Excerpts from location labeling data:
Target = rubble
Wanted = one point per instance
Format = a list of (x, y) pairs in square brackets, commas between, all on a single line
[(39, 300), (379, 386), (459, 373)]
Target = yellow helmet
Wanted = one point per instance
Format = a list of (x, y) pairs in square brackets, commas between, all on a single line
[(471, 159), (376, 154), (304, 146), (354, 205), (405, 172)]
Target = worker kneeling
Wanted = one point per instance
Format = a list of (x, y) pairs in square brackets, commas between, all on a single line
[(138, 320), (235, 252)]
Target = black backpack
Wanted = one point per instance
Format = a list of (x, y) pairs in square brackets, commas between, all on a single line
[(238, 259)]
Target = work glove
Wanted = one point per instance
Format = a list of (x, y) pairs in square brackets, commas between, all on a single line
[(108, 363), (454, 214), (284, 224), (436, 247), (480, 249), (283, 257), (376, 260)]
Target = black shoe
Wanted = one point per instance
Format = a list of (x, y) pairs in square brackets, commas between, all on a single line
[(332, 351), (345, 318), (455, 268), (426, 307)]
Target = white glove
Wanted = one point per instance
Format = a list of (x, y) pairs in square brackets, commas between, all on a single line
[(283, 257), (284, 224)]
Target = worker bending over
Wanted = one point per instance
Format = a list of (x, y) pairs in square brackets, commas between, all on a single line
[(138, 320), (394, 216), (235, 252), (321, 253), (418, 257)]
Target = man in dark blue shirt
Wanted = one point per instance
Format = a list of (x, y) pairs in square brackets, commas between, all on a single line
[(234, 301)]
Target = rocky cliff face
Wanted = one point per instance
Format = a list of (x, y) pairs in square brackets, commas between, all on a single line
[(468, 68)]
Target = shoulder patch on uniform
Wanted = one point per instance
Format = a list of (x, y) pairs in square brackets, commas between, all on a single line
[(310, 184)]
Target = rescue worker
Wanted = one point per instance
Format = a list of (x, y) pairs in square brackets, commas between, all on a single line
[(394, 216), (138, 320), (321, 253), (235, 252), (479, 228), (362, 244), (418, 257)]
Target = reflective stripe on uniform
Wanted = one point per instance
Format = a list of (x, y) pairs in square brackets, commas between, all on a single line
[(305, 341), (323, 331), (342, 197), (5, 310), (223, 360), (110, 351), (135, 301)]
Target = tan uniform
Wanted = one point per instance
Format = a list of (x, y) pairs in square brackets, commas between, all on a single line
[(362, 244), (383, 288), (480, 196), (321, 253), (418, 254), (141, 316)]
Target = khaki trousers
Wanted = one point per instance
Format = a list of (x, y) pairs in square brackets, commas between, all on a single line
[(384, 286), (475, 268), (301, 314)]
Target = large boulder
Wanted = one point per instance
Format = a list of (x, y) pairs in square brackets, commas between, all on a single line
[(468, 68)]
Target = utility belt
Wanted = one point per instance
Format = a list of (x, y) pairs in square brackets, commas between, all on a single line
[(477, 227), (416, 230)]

--

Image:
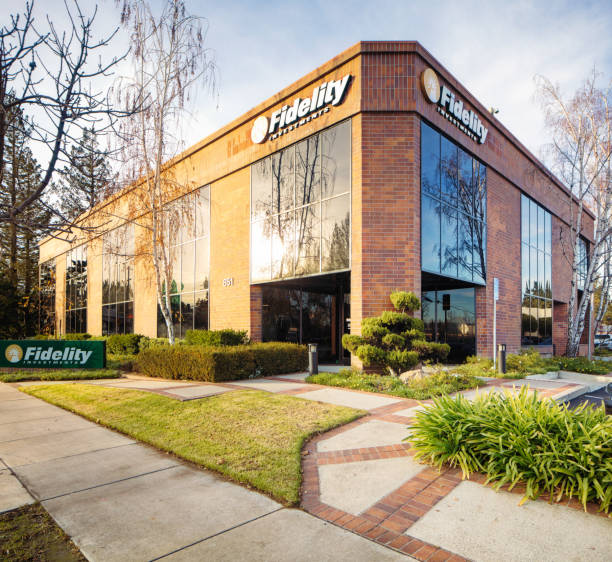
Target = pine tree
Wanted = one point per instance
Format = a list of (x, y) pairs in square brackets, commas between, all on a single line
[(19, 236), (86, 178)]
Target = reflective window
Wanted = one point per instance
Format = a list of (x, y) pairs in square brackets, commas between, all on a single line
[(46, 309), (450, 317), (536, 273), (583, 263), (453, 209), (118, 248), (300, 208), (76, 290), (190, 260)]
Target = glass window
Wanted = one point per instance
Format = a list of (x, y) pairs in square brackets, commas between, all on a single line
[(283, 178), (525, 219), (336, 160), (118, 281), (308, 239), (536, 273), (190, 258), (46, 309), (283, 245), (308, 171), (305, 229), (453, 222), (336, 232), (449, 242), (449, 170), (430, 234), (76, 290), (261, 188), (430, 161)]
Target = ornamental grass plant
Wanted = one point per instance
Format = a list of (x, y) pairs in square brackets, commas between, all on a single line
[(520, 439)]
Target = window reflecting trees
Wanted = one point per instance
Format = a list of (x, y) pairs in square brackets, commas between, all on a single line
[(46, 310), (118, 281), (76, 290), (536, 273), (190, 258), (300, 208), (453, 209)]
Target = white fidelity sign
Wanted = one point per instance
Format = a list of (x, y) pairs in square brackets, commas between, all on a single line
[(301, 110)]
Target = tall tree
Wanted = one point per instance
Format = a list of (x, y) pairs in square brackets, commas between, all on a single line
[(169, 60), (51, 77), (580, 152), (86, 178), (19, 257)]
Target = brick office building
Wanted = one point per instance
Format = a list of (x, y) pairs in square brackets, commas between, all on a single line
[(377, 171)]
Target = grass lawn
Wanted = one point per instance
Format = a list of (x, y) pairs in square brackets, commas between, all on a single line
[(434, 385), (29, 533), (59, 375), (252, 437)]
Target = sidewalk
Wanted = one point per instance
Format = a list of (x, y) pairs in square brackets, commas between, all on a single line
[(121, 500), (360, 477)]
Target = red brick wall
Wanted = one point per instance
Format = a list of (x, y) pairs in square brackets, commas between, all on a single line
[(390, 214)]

--

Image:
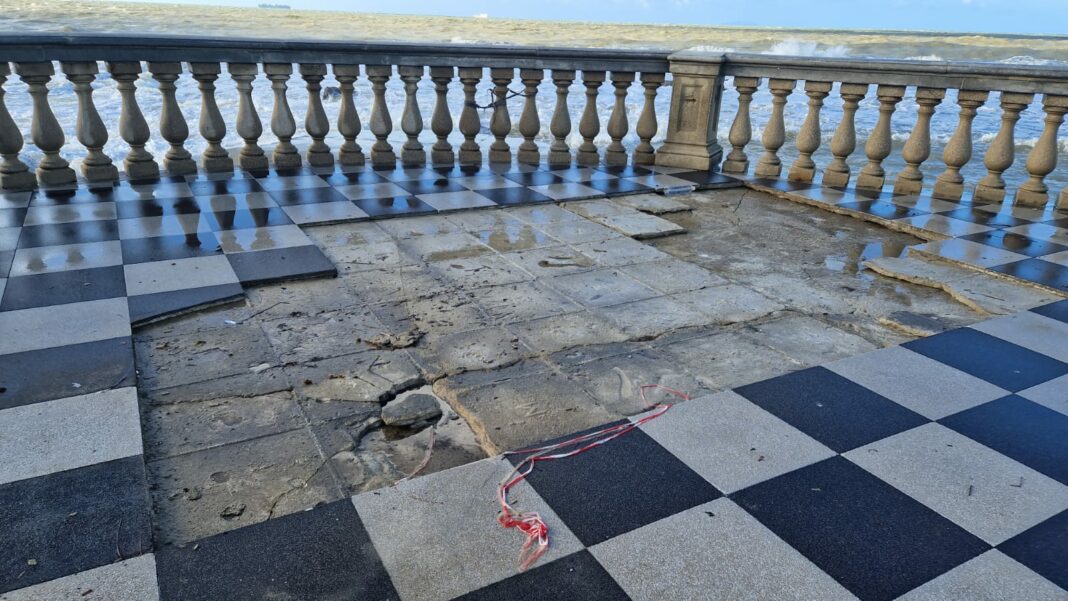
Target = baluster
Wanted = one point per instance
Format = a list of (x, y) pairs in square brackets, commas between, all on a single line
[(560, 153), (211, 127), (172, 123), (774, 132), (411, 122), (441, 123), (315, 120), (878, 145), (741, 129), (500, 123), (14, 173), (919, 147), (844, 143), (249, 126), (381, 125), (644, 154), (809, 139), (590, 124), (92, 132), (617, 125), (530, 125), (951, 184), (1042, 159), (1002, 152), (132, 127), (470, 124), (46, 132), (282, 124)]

[Task directions] Can you edit the part of the records that opens with the line containing "Target = rubble" and closes with the line containing "[(39, 300), (379, 386), (459, 373)]", replacing "one point per instance" with "a single point for each instance" and leaving all else unchanged?

[Answer to the problem]
Target = rubble
Wanted = a single point for each instance
Format = a list of (x, y) pairs in square brackets, commas between, all on a single line
[(39, 300), (379, 386), (459, 373)]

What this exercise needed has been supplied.